Dataset excerpt

====

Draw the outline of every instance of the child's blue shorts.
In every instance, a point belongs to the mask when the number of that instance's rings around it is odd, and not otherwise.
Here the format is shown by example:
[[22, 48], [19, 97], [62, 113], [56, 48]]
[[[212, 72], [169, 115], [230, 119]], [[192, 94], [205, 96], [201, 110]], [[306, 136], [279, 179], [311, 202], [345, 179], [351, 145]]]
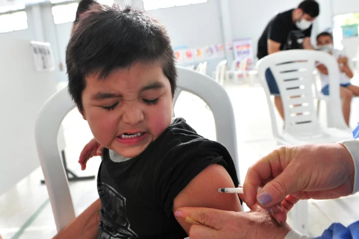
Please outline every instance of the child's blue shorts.
[[[343, 87], [347, 88], [351, 85], [352, 84], [350, 83], [348, 83], [348, 84], [341, 84], [340, 86], [342, 86]], [[329, 85], [326, 85], [324, 87], [323, 87], [323, 89], [322, 89], [322, 93], [324, 96], [329, 95]]]
[[274, 79], [274, 76], [269, 68], [265, 71], [265, 78], [267, 79], [267, 83], [268, 83], [268, 86], [269, 88], [269, 91], [271, 92], [271, 95], [275, 96], [279, 96], [280, 94], [278, 86], [277, 84], [277, 82], [276, 82], [276, 79]]

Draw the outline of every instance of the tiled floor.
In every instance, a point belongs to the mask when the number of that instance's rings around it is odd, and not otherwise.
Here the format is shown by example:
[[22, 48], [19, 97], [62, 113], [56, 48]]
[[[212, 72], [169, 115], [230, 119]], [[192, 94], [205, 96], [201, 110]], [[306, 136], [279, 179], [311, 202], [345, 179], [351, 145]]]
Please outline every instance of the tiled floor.
[[[269, 111], [262, 89], [258, 86], [230, 86], [226, 89], [235, 111], [243, 181], [249, 166], [275, 148], [277, 142], [272, 135]], [[353, 102], [353, 126], [359, 119], [359, 100]], [[215, 138], [212, 113], [198, 98], [187, 93], [181, 94], [175, 113], [176, 116], [186, 119], [199, 134]], [[77, 163], [82, 147], [92, 137], [86, 122], [77, 111], [73, 110], [65, 118], [63, 126], [69, 168], [79, 175], [96, 175], [99, 158], [90, 160], [84, 171], [81, 171]], [[47, 239], [56, 234], [46, 189], [39, 183], [42, 178], [41, 170], [38, 169], [8, 192], [0, 195], [0, 234], [4, 239]], [[76, 215], [98, 198], [95, 180], [72, 183], [70, 188]], [[358, 195], [337, 200], [310, 201], [310, 233], [318, 235], [334, 221], [348, 225], [359, 219], [358, 206]]]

====

To do -
Reproduce the lines above word for word, leaving out the pictures.

Problem solution -
Draw the outline of every instance of the child's blue shorts.
In every instance, a point belongs to the mask when the number of that instance's rings around it is odd, and not otherwise.
Here the format is shown by example:
[[22, 48], [19, 97], [62, 113], [56, 48]]
[[[212, 72], [169, 115], [230, 119]], [[192, 94], [205, 96], [201, 110]], [[306, 136], [279, 179], [311, 202], [345, 179], [351, 145]]]
Please outline every instance of the child's blue shorts.
[[[343, 87], [347, 88], [351, 85], [352, 84], [350, 83], [348, 83], [348, 84], [341, 84], [340, 86], [342, 86]], [[329, 85], [326, 85], [324, 87], [323, 87], [323, 89], [322, 89], [322, 93], [324, 96], [329, 95]]]
[[274, 79], [274, 76], [269, 68], [265, 71], [265, 78], [267, 79], [267, 83], [268, 83], [268, 86], [269, 88], [269, 91], [271, 92], [271, 95], [275, 96], [279, 96], [280, 94], [278, 86], [277, 84], [277, 82], [276, 82], [276, 79]]

Draw the outline of every instance of the tiled floor.
In every instance, a point belongs to the mask when the number of that instance's rings around it is odd, and not otherwise.
Here the format is shown by example:
[[22, 48], [19, 97], [62, 113], [56, 48]]
[[[212, 72], [169, 115], [230, 119]], [[192, 94], [205, 96], [201, 110]], [[306, 136], [279, 179], [311, 202], [345, 179], [351, 145]]]
Please outline every instance of the tiled floor.
[[[269, 111], [262, 89], [258, 86], [230, 86], [226, 89], [235, 111], [243, 181], [249, 166], [275, 148], [277, 142], [272, 135]], [[353, 102], [353, 126], [359, 119], [359, 100]], [[215, 138], [212, 113], [198, 98], [187, 93], [181, 94], [175, 113], [176, 116], [186, 119], [199, 134]], [[77, 163], [82, 147], [92, 137], [86, 122], [77, 111], [73, 110], [65, 118], [63, 126], [69, 168], [79, 175], [96, 175], [99, 158], [90, 160], [84, 171], [81, 171]], [[47, 239], [56, 234], [46, 189], [39, 183], [42, 178], [41, 170], [38, 169], [8, 192], [0, 195], [0, 234], [4, 239]], [[76, 215], [98, 198], [95, 180], [72, 183], [70, 188]], [[358, 195], [337, 200], [310, 201], [310, 233], [318, 235], [334, 221], [348, 225], [359, 219], [358, 206]]]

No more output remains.